Each entry here needs to be set down again exactly, please; pictures are left out.

(begin)

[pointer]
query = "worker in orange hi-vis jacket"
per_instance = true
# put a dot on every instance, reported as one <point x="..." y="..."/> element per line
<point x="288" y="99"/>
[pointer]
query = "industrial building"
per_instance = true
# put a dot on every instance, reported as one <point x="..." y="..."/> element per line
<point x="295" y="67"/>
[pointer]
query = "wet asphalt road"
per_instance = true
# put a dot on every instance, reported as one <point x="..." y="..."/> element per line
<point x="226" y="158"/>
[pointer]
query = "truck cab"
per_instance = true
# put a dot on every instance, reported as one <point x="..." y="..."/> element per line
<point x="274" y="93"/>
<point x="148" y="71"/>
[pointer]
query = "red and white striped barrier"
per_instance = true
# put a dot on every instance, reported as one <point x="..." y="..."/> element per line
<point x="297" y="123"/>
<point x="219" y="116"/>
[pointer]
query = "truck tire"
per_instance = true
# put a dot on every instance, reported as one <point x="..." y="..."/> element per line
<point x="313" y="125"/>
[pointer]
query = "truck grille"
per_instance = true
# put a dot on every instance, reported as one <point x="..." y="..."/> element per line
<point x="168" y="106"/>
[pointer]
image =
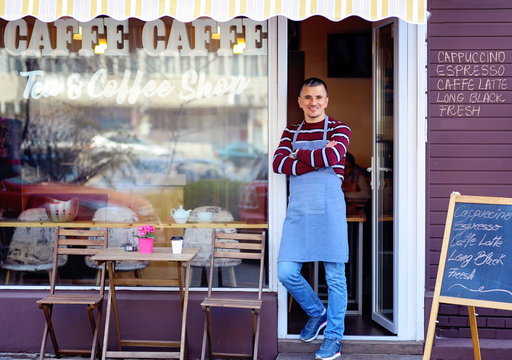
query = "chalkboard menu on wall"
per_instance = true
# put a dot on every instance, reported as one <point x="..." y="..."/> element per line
<point x="469" y="82"/>
<point x="479" y="252"/>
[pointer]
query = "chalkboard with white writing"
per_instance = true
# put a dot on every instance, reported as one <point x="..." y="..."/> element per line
<point x="477" y="250"/>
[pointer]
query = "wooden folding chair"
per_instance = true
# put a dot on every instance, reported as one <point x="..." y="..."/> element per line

(end)

COMPLETE ANSWER:
[pointer]
query = "worker in orange hi-vis jacket"
per_instance = true
# put a dot on every instance, reported as one <point x="..." y="..."/> element per line
<point x="288" y="99"/>
[pointer]
query = "industrial building"
per_instance = true
# put a dot on every instance, reported as one <point x="..." y="..."/> element per line
<point x="295" y="67"/>
[pointer]
query = "wet asphalt road"
per_instance = true
# put a dot on every instance, reported as one <point x="..." y="..."/> element per line
<point x="226" y="158"/>
[pointer]
query = "truck cab"
per_instance = true
# put a dot on every instance, reported as one <point x="..." y="..."/> element per line
<point x="274" y="93"/>
<point x="148" y="71"/>
[pointer]
query = "red and white striped barrier"
per_instance = true
# put a dot on every instance, reported as one <point x="..." y="..."/> element per line
<point x="297" y="123"/>
<point x="219" y="116"/>
[pointer]
query = "truck tire"
per_instance = true
# put a dot on every instance, reported as one <point x="..." y="..."/> element per line
<point x="313" y="125"/>
[pointer]
query = "truck grille"
per_instance = true
# put a dot on every instance, reported as one <point x="..." y="..."/> element per line
<point x="168" y="106"/>
[pointer]
image =
query = "chalkboard menu on wall"
per_instance = true
# put a dot on every instance, reported as one <point x="..." y="..."/> element per line
<point x="469" y="82"/>
<point x="479" y="252"/>
[pointer]
query = "chalkboard with white writing"
per_instance = true
# put a dot on every instance, reported as one <point x="..." y="..."/> element per line
<point x="477" y="250"/>
[pointer]
query = "wooden folding chair"
per_instance = true
# put a dot on every instance, reported as one <point x="..." y="..."/> element per line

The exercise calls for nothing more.